_Provided data_.
= Beginning of Section =

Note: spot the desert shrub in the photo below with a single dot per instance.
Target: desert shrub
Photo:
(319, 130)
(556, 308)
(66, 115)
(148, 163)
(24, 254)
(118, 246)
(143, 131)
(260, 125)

= End of Section =

_Task description_.
Can you reproduce all the material exactly?

_Task result_.
Note: spot the desert shrub in the photo below with a single dot per instance.
Target: desert shrub
Photo:
(319, 130)
(556, 308)
(66, 115)
(148, 163)
(24, 254)
(118, 246)
(143, 131)
(260, 125)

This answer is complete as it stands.